== EXERCISE ==
Starting with the line containing "Identify a point for each instance of the perched" and continuing through the end of the records, rewrite only those lines, requests included, and increase every coordinate in the answers by 95. Omit the pictures.

== DATA LINES ==

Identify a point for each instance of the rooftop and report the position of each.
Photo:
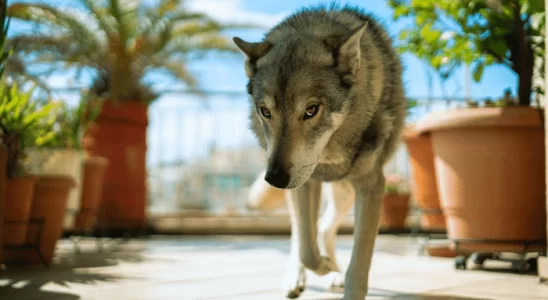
(249, 267)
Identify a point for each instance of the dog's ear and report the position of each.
(348, 51)
(252, 51)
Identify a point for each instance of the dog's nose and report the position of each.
(277, 177)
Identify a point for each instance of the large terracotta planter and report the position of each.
(49, 203)
(394, 210)
(490, 166)
(3, 179)
(120, 136)
(60, 162)
(92, 188)
(17, 207)
(423, 175)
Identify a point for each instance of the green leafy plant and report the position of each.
(448, 33)
(24, 123)
(71, 123)
(4, 53)
(121, 40)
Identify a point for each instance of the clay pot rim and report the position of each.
(97, 160)
(24, 177)
(55, 179)
(56, 149)
(410, 132)
(512, 116)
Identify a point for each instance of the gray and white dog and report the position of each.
(328, 107)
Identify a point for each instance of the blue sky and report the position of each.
(190, 129)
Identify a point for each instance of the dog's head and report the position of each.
(298, 89)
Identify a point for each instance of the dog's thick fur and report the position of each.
(328, 107)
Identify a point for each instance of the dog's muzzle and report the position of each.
(277, 177)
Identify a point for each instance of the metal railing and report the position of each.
(203, 156)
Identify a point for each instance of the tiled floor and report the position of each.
(189, 267)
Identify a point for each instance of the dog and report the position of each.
(328, 107)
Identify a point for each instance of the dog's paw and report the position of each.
(326, 266)
(294, 283)
(338, 282)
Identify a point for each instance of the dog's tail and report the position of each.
(263, 196)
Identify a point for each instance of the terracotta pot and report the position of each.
(423, 174)
(490, 166)
(17, 207)
(394, 210)
(60, 161)
(3, 179)
(50, 201)
(120, 136)
(92, 188)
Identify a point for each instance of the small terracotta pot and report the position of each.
(423, 174)
(50, 202)
(17, 207)
(92, 188)
(3, 179)
(490, 165)
(394, 210)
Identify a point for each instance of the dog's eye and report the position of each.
(311, 111)
(265, 112)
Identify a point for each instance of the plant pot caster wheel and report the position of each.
(460, 262)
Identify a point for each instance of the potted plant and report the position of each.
(489, 160)
(23, 123)
(63, 155)
(3, 149)
(395, 203)
(160, 38)
(423, 176)
(76, 121)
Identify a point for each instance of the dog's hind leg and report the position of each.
(367, 215)
(340, 196)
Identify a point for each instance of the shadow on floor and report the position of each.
(386, 294)
(38, 282)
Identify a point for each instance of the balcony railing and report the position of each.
(202, 156)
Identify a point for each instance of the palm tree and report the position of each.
(121, 40)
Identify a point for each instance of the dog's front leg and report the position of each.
(305, 202)
(367, 215)
(295, 276)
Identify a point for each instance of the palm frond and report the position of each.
(55, 18)
(125, 12)
(101, 15)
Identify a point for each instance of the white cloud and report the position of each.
(232, 11)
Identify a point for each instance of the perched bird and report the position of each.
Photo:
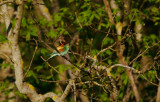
(62, 50)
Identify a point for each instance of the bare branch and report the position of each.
(108, 10)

== CORRECT RESULT ==
Identify a point for each instance of the perched bird and report the position of each.
Photo:
(157, 145)
Identify a point for each instance of the bare branch and report the position of each.
(203, 105)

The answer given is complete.